TASK DESCRIPTION:
The response must reproduce exactly every line of the material below holding the word "point".

EXERCISE DATA:
● ● ● ●

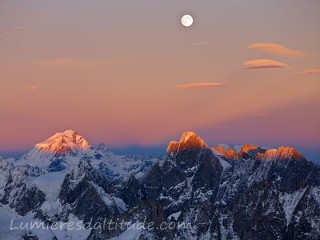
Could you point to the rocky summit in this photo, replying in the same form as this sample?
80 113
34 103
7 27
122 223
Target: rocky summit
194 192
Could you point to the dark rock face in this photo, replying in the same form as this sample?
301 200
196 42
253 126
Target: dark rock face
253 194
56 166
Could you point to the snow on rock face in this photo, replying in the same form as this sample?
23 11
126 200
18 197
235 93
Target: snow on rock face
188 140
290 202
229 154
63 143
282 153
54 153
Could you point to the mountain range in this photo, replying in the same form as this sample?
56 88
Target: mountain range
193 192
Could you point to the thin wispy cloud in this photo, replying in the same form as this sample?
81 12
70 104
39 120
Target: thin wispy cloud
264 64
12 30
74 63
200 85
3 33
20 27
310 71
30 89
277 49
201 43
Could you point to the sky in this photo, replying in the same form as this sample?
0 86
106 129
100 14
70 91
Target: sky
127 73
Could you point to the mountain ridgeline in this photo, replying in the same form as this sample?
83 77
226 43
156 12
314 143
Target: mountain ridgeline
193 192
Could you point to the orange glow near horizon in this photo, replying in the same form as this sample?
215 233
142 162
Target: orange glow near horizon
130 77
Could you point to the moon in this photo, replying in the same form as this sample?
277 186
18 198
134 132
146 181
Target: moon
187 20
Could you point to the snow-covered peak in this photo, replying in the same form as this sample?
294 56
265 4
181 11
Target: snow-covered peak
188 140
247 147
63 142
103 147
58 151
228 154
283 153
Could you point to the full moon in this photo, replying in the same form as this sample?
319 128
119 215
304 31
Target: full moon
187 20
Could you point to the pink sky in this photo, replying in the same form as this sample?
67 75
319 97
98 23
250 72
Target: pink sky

● ● ● ●

WRITTEN RESPONSE:
Could you point to the rocky summit in this photo, replying in the same form as this sample?
Could you point to the dark rock face in this photo, replying in the same form as this sample?
Could you point to the snow on rock face in this photo, replying in the same form as this sample?
Could you point to the mountain range in this photo, replying in the same form as this sample?
Could you point to the thin wispy cloud in this photo, replying in the same form as this sample?
Could you point to the sky in this photo, replying in the same form as this sample?
Could you point to the mountain ridgeline in this photo, replying in the same form as this sample?
Could you point to the orange glow near horizon in this photo, replying in the same form as this sample?
Could you point to the moon in this photo, replying in the same form as this sample?
Could you point to the snow-covered peak in this photo, replying in the same form as this sample?
Could you point to the full moon in this photo, replying in the same form as this sample?
Could you point to the pink sky in this photo, replying in the same form as this sample?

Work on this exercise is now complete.